[Stored data Boundary: Start]
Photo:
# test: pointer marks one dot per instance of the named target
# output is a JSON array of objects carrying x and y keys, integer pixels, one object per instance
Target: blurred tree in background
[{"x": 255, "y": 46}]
[Stored data Boundary: End]
Every line of the data above is to be copied out exactly.

Photo:
# test: pointer marks one dot per instance of the named target
# output is a JSON array of objects carrying x and y keys, integer pixels, one object per instance
Target: blurred tree in background
[{"x": 255, "y": 46}]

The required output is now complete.